### [Exercise goal]
Continue the passage below about the state's tourism and visitor spending forecasts, picking up after its last sentence.

The state’s economy is expected to grow at a slower pace in the next few years, but a benchmark 10 million tourists could visit by the end of the year — and inflation-adjusted visitor spending could surpass a peak
that hasn’t been reached since 1989.
It took 9.95 million arrivals in 2018 to get to $17.8 billion in visitor spending, whereas it only took
6.49 million visitors in 1989 to get to $18.02 billion in 2018 dollars, according to economist Paul Brewbaker.
Visitor arrivals are anticipated to grow 1.8 percent, to 10.1 million, this year — a forecast discussed with the Pacific Asia Travel Association last week by Brewbaker, principal at TZ Economics, and state Chief Economist Eugene Tian.
Tian said he anticipates arrivals will grow 1.5 percent, to 10.3 million in 2020 and 10.4 million in 2021. The number of airplane seats sold, which is slated to grow only 0.5 percent during the first nine months of this year, is one reason for the slow arrivals growth, he said.
Tian also forecast nominal visitor spending, not adjusted for inflation, to grow to $19.1 billion next year, up from $17.8 billion this year. In the following years he anticipates that it will grow to $19.7 billion and $20.5 billion.

### [Raw records]
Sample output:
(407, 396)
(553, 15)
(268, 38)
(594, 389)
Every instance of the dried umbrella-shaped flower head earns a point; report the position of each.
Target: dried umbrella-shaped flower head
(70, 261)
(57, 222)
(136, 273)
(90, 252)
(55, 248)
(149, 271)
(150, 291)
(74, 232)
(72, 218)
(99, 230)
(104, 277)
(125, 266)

### [Result below]
From 2010 to 2017, Tian said, real estate contributed the most to Hawaii’s economic growth, but tourism and health care were the top contributors to the state’s gross domestic product, the monetary value of all goods and services produced in Hawaii over time.
Visitor expenditures increased 4.9 percent in 2018, which Brewbaker said was a great year. Still, he said tourism has slipped from a 25-to-30 percent share of Hawaii GDP in the late 1980s to a
16 or 17 percent share now.
Brewbaker said 1989 marked the point where “Hawaii’s tourism social costs began rising while social benefits were not.”
Arrival gains without comparable real spending have resulted in tourism backlash, said Frank Haas, president of Marketing Management Inc.
“We’ve had many, many bodies without economic benefit, and that has put more wear and tear on the destination,” Haas said. “Do we have over-tourism here? That depends on where you look. We can handle 10 million visitors in Hawaii, but we can’t handle 500 at Laniakea Beach.”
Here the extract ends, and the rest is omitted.